I'm learning syntax of Swift and wonder, why the following code isn't working as I expect it to:
for i in 1...100{
switch (i){
case 1:
Int(i%3) == 0
println("Fizz")
case 2:
Int(i%5) == 0
println("Buzz")
default:
println("\(i)")
}
}
I want to print Fizz every time number is divisible by 3 (3, 6, 9, 12, etc) and print Buzz every time it's divisible by 5. What piece of the puzzle is missing?
Note: I did solve it using the following:
for ( var i = 0; i < 101; i++){
if (Int(i%3) == 0){
println("Fizz")
} else if (Int(i%5) == 0){
println("Buzz")
} else {
println("\(i)")
}
}
I want to know how to solve this using Switch. Thank you.
The usual rules for the FizzBuzz game
are to replace every multiple of 3 by "Fizz", every multiple of 5 by "Buzz", and
every multiple of both 3 and 5 by "FizzBuzz".
This can be done with a switch statement on the tuple (i % 3, i % 5).
Note that _ means "any value":
for i in 1 ... 100 {
switch (i % 3, i % 5) {
case (0, 0):
print("FizzBuzz")
case (0, _):
print("Fizz")
case (_, 0):
print("Buzz")
default:
print(i)
}
}
Switch statements in Swift support value bindings.
This allows you to assign a value that matches a certain condition (evaluated via the where clause) to a temporary variable (x & y here):
for i in 1...100 {
switch (i){
case let x where x%3 == 0:
println("Fizz")

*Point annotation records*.
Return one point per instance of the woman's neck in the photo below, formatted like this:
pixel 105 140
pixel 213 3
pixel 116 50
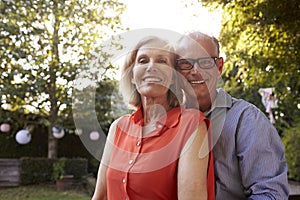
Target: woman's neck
pixel 154 108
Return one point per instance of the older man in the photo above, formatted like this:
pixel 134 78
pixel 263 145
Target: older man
pixel 248 152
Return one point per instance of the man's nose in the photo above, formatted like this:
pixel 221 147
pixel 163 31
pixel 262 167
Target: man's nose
pixel 196 68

*Goals*.
1 - Answer these questions from the Swift FizzBuzz thread:
(a) What did the asker want printed every time a number is divisible by 5?
(b) In the reply that switches on a tuple, what does _ mean?
(c) Which feature of Swift switch statements does the last reply name?
2 - Summarize the Swift FizzBuzz thread in two sentences.
3 - Pick up the Swift FizzBuzz thread from the point where it stops.

*Task-by-task results*.
1 -
(a) "Buzz"
(b) Any value
(c) Value bindings

2 - A learner asks why a Swift switch with cases 1 and 2 does not print Fizz for multiples of 3 and Buzz for multiples of 5, after already solving it with if and else. Replies show how to switch on the tuple (i % 3, i % 5), with _ meaning any value, and how to use value bindings with a where clause.

3 -
case let y where y%5 == 0:
println("Buzz")
default:
println("\(i)")
}
}
You could also use the assigned temp value in the case body.
Update:
Matt Gibson points out in the comments, that you can omit the assignment to a temp var if you are not going to use it in the case body.
So a more concise version of the above code would be:
for i in 1...100 {
switch (i){
case _ where i%3 == 0:
println("Fizz")
case _ where i%5 == 0:
println("Buzz")
default:
println("\(i)")
}
}
Side note: Your 2 code samples are slightly different (the first one uses the range 0-100 as input, while the second one operates on 1-100). My sample is based on your first code snippet.
This is a more general answer for people who come here just wanting to know how to use the switch statement in Swift.
General usage
switch someValue {
case valueOne:
// executable code
case valueTwo:
// executable code
default:
// executable code
}
Example
let someValue = "horse"
switch someValue {
case "horse":
print("eats grass")
case "wolf":
print("eats meat")
default:
print("no match")
}
Notes:
No break statement is necessary. It is the default behavior. Swift switch cases do not "fall through". If you want them to fall through to the code in the next case, you must explicitly use the fallthrough keyword.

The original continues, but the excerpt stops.